■ **ABOUT THIS EXERCISE**:
Locate each line in the records containing "night". Copy it.

■ **GIVEN ENTRIES**:
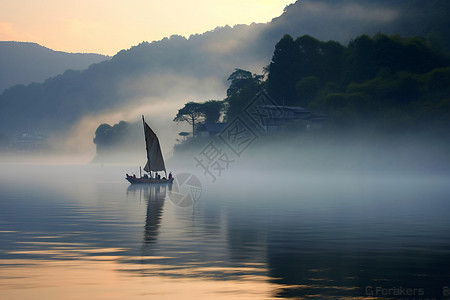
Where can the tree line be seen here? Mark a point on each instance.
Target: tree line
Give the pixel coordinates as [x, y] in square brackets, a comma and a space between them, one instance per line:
[394, 82]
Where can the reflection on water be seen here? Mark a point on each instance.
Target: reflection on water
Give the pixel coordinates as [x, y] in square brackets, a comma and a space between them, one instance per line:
[90, 235]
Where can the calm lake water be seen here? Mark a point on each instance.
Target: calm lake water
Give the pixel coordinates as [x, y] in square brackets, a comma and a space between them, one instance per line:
[81, 232]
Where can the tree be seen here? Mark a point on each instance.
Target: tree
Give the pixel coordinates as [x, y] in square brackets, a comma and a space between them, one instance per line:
[191, 113]
[307, 89]
[212, 110]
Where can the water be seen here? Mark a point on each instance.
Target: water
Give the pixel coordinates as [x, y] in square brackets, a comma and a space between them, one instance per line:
[81, 232]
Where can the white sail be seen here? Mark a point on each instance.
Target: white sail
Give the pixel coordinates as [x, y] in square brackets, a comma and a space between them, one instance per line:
[155, 161]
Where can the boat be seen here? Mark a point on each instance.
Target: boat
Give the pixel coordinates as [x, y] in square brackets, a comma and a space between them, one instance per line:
[155, 161]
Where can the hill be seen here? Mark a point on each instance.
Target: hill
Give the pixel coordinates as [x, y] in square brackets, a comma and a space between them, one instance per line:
[24, 63]
[160, 76]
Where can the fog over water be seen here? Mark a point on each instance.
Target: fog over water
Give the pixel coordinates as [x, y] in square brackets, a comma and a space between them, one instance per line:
[279, 221]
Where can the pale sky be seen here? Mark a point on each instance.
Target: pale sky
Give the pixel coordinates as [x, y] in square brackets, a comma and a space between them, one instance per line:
[108, 26]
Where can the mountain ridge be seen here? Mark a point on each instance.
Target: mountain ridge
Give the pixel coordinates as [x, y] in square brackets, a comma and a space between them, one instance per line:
[27, 62]
[176, 69]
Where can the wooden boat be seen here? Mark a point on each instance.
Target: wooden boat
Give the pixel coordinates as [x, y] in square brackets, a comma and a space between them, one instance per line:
[155, 161]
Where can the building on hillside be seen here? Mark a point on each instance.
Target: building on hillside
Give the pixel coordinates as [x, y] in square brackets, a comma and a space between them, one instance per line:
[272, 117]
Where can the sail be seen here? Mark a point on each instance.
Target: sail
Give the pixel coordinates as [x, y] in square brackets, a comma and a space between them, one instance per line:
[155, 161]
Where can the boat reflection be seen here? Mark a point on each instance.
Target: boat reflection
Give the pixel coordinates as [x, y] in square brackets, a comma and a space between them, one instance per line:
[154, 195]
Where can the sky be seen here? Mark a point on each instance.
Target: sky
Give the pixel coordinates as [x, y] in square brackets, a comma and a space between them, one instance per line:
[108, 26]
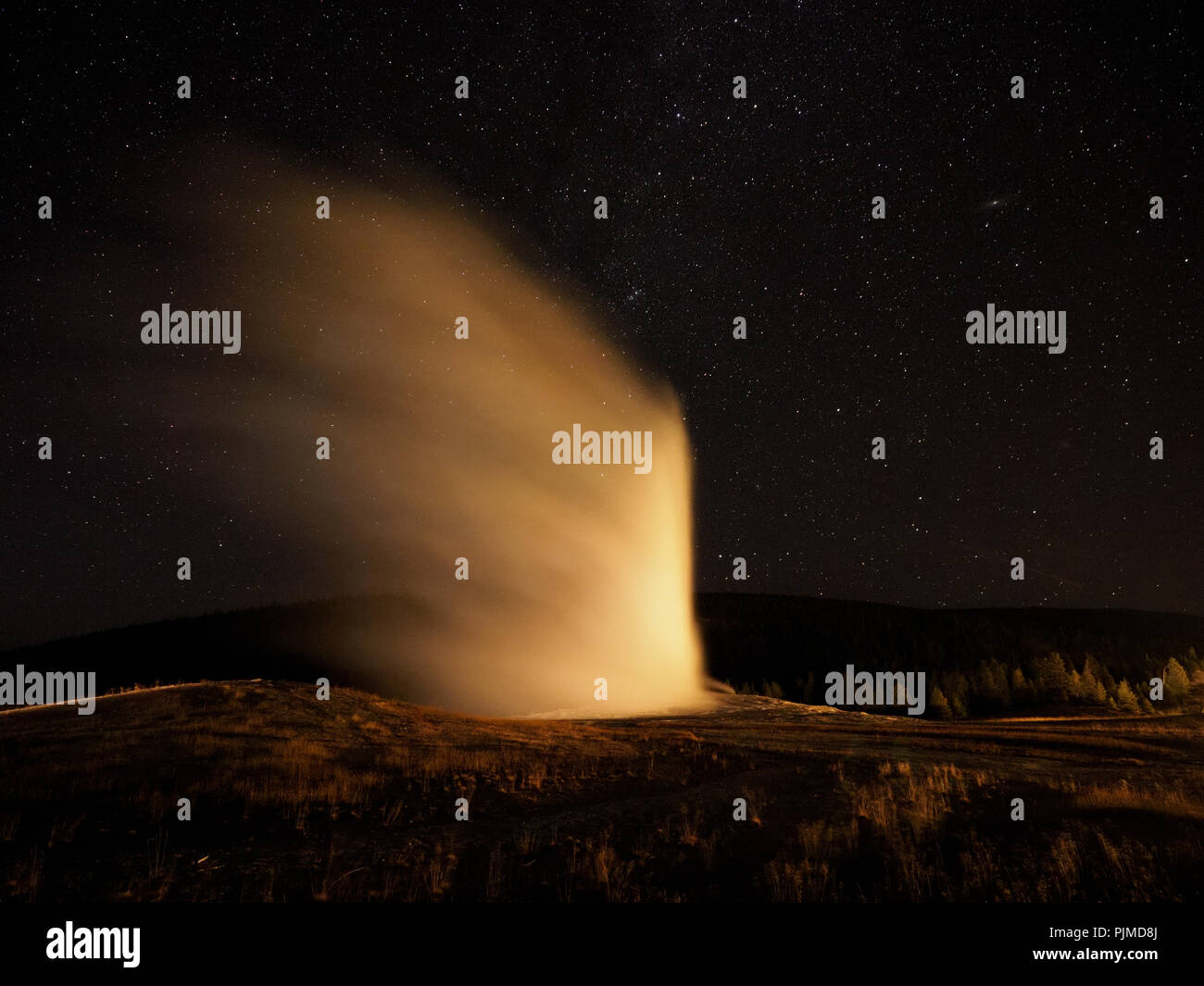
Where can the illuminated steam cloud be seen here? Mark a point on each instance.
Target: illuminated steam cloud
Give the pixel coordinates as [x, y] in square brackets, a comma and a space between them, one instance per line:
[440, 448]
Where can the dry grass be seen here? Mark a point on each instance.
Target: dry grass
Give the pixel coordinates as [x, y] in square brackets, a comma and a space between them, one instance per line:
[353, 800]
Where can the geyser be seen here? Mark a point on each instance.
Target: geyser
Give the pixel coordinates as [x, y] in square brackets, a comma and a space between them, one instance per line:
[438, 445]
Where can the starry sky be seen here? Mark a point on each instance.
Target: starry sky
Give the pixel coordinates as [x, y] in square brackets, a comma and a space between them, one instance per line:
[719, 208]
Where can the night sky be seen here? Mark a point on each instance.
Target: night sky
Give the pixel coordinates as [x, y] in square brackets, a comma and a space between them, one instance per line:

■ **EXERCISE RESPONSE**:
Where can the night sky be seen here? Mark a point on each instance.
Target: night sky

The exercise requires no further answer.